» **Information shown**:

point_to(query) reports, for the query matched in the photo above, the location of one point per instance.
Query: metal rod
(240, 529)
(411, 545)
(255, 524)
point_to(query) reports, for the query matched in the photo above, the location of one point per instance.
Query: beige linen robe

» **What the exercise asks**:
Each entry needs to be transcribed exactly.

» **Written reply**:
point_to(query) reports, for the query matched in the photo above, the location of one point per instance.
Query: metal rod
(240, 529)
(411, 545)
(255, 524)
point_to(query) reports, for the query matched in the photo above, the location of one point per instance.
Query: beige linen robe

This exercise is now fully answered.